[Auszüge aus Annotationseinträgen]
....

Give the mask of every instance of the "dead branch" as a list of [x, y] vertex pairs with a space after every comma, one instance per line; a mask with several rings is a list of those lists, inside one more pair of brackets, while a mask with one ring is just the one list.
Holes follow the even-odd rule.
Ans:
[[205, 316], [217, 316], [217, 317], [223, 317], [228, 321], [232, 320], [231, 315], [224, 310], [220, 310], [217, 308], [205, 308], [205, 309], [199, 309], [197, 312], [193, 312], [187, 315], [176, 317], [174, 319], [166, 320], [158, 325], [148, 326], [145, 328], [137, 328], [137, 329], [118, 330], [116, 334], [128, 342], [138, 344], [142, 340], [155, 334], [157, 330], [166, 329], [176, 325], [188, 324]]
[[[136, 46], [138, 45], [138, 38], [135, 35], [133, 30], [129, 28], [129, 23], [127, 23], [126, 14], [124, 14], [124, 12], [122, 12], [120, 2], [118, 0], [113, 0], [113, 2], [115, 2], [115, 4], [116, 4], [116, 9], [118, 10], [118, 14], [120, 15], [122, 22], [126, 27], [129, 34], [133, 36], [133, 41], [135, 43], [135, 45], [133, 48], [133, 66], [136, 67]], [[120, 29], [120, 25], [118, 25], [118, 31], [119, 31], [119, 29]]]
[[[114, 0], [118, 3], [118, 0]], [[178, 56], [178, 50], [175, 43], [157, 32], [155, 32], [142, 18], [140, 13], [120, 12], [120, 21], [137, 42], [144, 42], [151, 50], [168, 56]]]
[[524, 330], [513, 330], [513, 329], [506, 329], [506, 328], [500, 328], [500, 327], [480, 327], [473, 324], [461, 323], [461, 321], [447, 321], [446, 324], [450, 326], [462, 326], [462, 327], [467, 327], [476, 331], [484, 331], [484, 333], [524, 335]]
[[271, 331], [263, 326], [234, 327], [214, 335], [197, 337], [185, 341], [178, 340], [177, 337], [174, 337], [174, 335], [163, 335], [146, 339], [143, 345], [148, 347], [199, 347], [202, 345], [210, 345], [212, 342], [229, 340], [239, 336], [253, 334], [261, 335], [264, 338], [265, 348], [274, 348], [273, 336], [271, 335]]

....

Worum es geht. Gib alle Einträge oben als CSV mit den zwei Spalten „text“ und „antwort“ wieder, eine Zeile pro Eintrag. Setze jedes Feld in Anführungszeichen und ersetze Zeilenumbrüche durch Leerzeichen.

Vollständige Antwort.
text,antwort
"Give the mask of every instance of the ""dead branch"" as a list of [x, y] vertex pairs with a space after every comma, one instance per line; a mask with several rings is a list of those lists, inside one more pair of brackets, while a mask with one ring is just the one list. Holes follow the even-odd rule. Ans:","[[205, 316], [217, 316], [217, 317], [223, 317], [228, 321], [232, 320], [231, 315], [224, 310], [220, 310], [217, 308], [205, 308], [205, 309], [199, 309], [197, 312], [193, 312], [187, 315], [176, 317], [174, 319], [166, 320], [158, 325], [148, 326], [145, 328], [137, 328], [137, 329], [118, 330], [116, 334], [128, 342], [138, 344], [142, 340], [155, 334], [157, 330], [166, 329], [176, 325], [188, 324]] [[[136, 46], [138, 45], [138, 38], [135, 35], [133, 30], [129, 28], [129, 23], [127, 23], [126, 14], [124, 14], [124, 12], [122, 12], [120, 2], [118, 0], [113, 0], [113, 2], [115, 2], [115, 4], [116, 4], [116, 9], [118, 10], [118, 14], [120, 15], [122, 22], [126, 27], [129, 34], [133, 36], [133, 41], [135, 43], [135, 45], [133, 48], [133, 66], [136, 67]], [[120, 29], [120, 25], [118, 25], [118, 31], [119, 31], [119, 29]]] [[[114, 0], [118, 3], [118, 0]], [[178, 56], [178, 50], [175, 43], [157, 32], [155, 32], [142, 18], [140, 13], [120, 12], [120, 21], [137, 42], [144, 42], [151, 50], [168, 56]]] [[524, 330], [513, 330], [513, 329], [506, 329], [506, 328], [500, 328], [500, 327], [480, 327], [473, 324], [461, 323], [461, 321], [447, 321], [446, 324], [450, 326], [462, 326], [462, 327], [467, 327], [476, 331], [484, 331], [484, 333], [524, 335]] [[271, 331], [263, 326], [234, 327], [214, 335], [197, 337], [185, 341], [178, 340], [177, 337], [174, 337], [174, 335], [163, 335], [146, 339], [143, 345], [148, 347], [199, 347], [202, 345], [210, 345], [212, 342], [229, 340], [239, 336], [253, 334], [261, 335], [264, 338], [265, 348], [274, 348], [273, 336], [271, 335]]"